Starting at the top line and ending at the last, restate the records exactly.

Start of INPUT DATA

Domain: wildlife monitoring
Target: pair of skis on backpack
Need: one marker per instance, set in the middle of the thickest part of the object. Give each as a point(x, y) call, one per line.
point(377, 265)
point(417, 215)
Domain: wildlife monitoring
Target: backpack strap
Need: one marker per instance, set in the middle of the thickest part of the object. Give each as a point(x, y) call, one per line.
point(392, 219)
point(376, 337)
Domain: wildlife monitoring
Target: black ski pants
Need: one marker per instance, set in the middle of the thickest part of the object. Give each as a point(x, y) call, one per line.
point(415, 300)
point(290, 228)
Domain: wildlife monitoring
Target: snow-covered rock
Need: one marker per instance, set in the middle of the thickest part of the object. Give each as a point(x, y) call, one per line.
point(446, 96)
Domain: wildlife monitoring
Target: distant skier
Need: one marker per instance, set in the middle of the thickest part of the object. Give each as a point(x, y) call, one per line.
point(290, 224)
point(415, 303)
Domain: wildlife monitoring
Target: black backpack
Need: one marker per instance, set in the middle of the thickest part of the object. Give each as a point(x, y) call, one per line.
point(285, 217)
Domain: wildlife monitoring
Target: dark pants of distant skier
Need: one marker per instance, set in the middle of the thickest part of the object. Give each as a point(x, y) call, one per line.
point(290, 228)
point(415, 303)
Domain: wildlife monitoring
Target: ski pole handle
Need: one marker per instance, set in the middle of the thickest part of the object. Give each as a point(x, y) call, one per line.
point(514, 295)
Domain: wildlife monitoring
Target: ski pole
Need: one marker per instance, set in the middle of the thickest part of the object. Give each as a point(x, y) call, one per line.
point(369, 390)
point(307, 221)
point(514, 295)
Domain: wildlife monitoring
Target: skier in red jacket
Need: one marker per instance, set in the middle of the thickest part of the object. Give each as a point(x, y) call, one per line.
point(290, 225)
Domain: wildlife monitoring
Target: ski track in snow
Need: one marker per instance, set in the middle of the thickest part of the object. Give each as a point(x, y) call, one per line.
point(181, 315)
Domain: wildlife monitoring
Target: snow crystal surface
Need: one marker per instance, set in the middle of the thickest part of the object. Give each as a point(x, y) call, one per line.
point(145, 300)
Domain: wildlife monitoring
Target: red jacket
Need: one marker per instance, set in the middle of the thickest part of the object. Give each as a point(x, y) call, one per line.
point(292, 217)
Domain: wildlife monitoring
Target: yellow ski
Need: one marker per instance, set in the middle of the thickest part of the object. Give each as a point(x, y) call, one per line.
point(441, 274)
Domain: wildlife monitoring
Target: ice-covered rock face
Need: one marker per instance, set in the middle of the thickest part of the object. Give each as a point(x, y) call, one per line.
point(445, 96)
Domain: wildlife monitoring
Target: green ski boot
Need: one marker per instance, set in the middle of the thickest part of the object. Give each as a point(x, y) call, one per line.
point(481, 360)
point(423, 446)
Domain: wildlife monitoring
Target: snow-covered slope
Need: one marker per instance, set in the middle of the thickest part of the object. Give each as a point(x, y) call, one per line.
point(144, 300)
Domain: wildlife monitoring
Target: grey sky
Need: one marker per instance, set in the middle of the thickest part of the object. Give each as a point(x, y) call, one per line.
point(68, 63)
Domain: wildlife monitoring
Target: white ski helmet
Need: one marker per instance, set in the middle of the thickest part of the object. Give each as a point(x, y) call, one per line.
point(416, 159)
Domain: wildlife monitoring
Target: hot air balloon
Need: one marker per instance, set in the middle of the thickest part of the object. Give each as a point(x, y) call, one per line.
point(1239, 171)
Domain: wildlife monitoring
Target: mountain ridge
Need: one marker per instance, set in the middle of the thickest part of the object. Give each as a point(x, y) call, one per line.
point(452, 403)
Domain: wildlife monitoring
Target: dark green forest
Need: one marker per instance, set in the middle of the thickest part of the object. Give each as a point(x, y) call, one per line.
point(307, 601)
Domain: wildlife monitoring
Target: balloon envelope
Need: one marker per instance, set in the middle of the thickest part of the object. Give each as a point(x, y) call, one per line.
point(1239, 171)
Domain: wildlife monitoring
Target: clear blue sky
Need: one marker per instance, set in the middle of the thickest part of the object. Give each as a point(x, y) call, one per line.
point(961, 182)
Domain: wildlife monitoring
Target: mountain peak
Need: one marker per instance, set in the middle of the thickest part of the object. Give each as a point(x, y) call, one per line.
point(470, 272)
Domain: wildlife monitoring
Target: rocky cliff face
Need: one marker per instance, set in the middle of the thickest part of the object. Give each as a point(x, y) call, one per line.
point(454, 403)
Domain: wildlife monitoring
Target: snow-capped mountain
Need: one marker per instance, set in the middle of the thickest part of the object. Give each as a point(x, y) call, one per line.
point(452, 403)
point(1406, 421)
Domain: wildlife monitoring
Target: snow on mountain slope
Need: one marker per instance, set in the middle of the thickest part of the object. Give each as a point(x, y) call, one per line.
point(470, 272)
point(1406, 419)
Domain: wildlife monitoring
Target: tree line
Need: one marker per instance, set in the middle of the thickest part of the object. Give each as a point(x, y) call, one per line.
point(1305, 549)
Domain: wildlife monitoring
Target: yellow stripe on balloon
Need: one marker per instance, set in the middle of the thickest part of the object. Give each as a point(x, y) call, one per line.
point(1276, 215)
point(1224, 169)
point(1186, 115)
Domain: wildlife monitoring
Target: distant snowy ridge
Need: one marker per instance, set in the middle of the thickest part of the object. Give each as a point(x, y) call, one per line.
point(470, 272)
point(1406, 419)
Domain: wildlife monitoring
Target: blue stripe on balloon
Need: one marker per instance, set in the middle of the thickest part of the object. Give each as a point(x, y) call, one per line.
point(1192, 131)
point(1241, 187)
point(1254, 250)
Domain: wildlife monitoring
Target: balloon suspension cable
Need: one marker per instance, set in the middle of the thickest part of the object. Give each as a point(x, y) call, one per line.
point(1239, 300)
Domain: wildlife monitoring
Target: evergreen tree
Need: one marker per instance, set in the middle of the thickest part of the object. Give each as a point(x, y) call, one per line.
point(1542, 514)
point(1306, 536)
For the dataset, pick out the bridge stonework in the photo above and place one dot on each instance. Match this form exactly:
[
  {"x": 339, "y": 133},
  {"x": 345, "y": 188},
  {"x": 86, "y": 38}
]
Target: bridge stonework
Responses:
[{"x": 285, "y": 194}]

End of INPUT DATA

(WRITTEN RESPONSE):
Domain: wildlife monitoring
Target: pair of skis on backpack
Need: one marker per instance, set in the middle of the thickest part of the object. Give each as a point(x, y) call, one per line.
point(377, 265)
point(417, 215)
Domain: wildlife monitoring
Target: backpack strap
Need: one marker per instance, set in the middle of the thickest part of the object. Give each as a point(x, y) call, one per line.
point(392, 219)
point(376, 337)
Domain: wildlife monitoring
Target: black ski pants
Need: one marker per instance, set in the middle of the thickest part of the object. Give each as a point(x, y) call, one per line.
point(415, 300)
point(290, 228)
Domain: wildlife monitoring
Target: snow-covered rock
Need: one marker per instance, set in the middle of the thickest part of the object. Give each as a point(x, y) call, one per line.
point(446, 96)
Domain: wildlife monitoring
Target: distant skier
Need: one marker per instance, set in the middle of the thickest part of the object. Give each as a point(x, y) call, one per line.
point(290, 224)
point(415, 303)
Domain: wildlife monitoring
Target: black backpack
Need: one marker per instance, set in the middle of the thickest part of the object. Give each as a point(x, y) call, one per line.
point(285, 217)
Domain: wildlife monitoring
Target: dark pants of distant skier
Need: one marker per instance, set in the middle of the thickest part of the object. Give each as a point(x, y) call, one per line.
point(290, 228)
point(415, 303)
Domain: wildlife monitoring
Target: ski pole handle
Need: one marker per instance, set in the middle of the thickest part of the object. Give each as a point(x, y) call, one per line.
point(514, 295)
Domain: wildlife monitoring
Target: ski pole
Need: one marker per instance, set in the middle of the thickest part of the object. Give each as a point(x, y) call, one per line.
point(369, 390)
point(307, 221)
point(514, 295)
Domain: wildlife monitoring
Target: skier in red jacket
Need: one marker per instance, set in the middle of the thickest part of the object. Give each as a point(x, y) call, one per line.
point(290, 225)
Domain: wildlife monitoring
Target: ski track in snow
Need: one marker per instance, set in the middle of the thickest part of the object. Give each as a point(x, y) call, one per line.
point(181, 315)
Domain: wildlife monitoring
Target: snow crystal surface
Need: one marker per instance, set in the middle of the thickest part of the object. Give each as a point(x, y) call, one per line.
point(145, 300)
Domain: wildlife monitoring
Target: red jacket
Need: one marker per instance, set in the middle of the thickest part of the object. Give each as a point(x, y) call, one per line.
point(292, 217)
Domain: wildlife monitoring
Target: yellow ski
Need: one marker per instance, set in the middle of the thickest part of the object. Give each as a point(x, y) call, one per line.
point(441, 274)
Domain: wildlife monitoring
Target: ice-covered rock face
Need: one marker per instance, set in the middle of the thickest part of the object. Give each as a point(x, y) call, one per line.
point(445, 96)
Domain: wildlife monitoring
Target: green ski boot
Need: one marker per instance, set in the middle of the thickest part of the object. Give each as a point(x, y) call, one per line.
point(481, 360)
point(423, 446)
Domain: wildlife monitoring
Target: snow-covered slope
Need: one marker per instance, set in the middle of the thickest part of the object. Give each as a point(x, y) call, one per line.
point(144, 300)
Domain: wildlife monitoring
Target: grey sky
Need: one marker per instance, set in the middle of the thickest part of the object. Give each as a point(x, y) call, one per line.
point(68, 63)
Domain: wildlife monitoring
Target: white ski helmet
Need: one marker per instance, set in the middle of the thickest part of the object. Give each as a point(x, y) call, one per line.
point(416, 159)
Domain: wildlife monitoring
Target: hot air balloon
Need: one marker per instance, set in the middle of the thickest part of the object. Give each as a point(x, y) call, one per line.
point(1239, 171)
Domain: wildlife monitoring
Target: mountain ridge
Need: one marker per instance, set in the middle of the thickest part of the object. Give each as a point(x, y) call, one per line.
point(452, 403)
Domain: wildlife monitoring
Target: dark green forest
Need: one marker per instance, set in the middle of the thickest part of the object. Give each as a point(x, y) call, one per line.
point(307, 601)
Domain: wildlife monitoring
Target: balloon envelope
Need: one marker per instance, set in the middle of the thickest part of the object. Give each as a point(x, y) call, one per line.
point(1239, 171)
Domain: wildlife monitoring
Target: clear blue sky
Need: one marker per instance, set in the middle of the thickest part of the object. Give each as a point(x, y) call, one per line.
point(961, 182)
Domain: wildlife monitoring
Target: mountain peak
Need: one marker per instance, set in the middle of the thickest part of the object. Give each as a point(x, y) call, one per line.
point(470, 272)
Domain: wildlife monitoring
Target: rocky cliff face
Need: one marker per instance, set in the middle of the thickest part of the object. Give each as a point(x, y) call, one per line.
point(454, 403)
Domain: wildlife monitoring
Target: snow-capped mountain
Need: one marker per instance, set in the middle of the thickest part of the object. Give each as a point(x, y) call, one per line.
point(452, 403)
point(1406, 421)
Domain: wildlife monitoring
Target: snow on mountain slope
Need: one marker per instance, set in the middle of the thickest part of the object. Give each as a point(x, y) call, one per line.
point(470, 272)
point(1406, 419)
Domain: wildlife monitoring
Target: tree line
Need: one marker per instance, set in the middle of the thickest part of the object. Give each as a point(x, y) call, one per line.
point(1305, 549)
Domain: wildlife monitoring
Target: yellow stripe on balloon
Need: one marker per instance, set in the middle of the thickest part of the object. Give each as a point(x, y) call, one per line.
point(1276, 215)
point(1224, 169)
point(1186, 115)
Domain: wildlife monitoring
Target: distant snowy ridge
Need: one marker per instance, set in the middle of the thickest part of the object. Give each as a point(x, y) call, one per line.
point(470, 272)
point(1406, 419)
Domain: wildlife monitoring
Target: blue stripe on balloon
Need: one marker per instance, set in the middle of the thickest part of the object. Give each as a point(x, y) call, one per line.
point(1192, 131)
point(1241, 187)
point(1254, 250)
Domain: wildlife monitoring
Target: balloon suspension cable
Need: one marker per instance, set in the middle of the thickest part of the object. Give each as a point(x, y) call, one per line.
point(1239, 300)
Domain: wildlife monitoring
Target: evergreen tree
Need: one marker per instance, set in the middle of the thickest part of the object. Give each as a point(x, y) call, one per line.
point(1542, 514)
point(1306, 536)
For the dataset, pick out the bridge stonework in the photo above and place one dot on each instance. Match this form exactly:
[
  {"x": 339, "y": 133},
  {"x": 345, "y": 188},
  {"x": 86, "y": 38}
]
Target: bridge stonework
Responses:
[{"x": 285, "y": 194}]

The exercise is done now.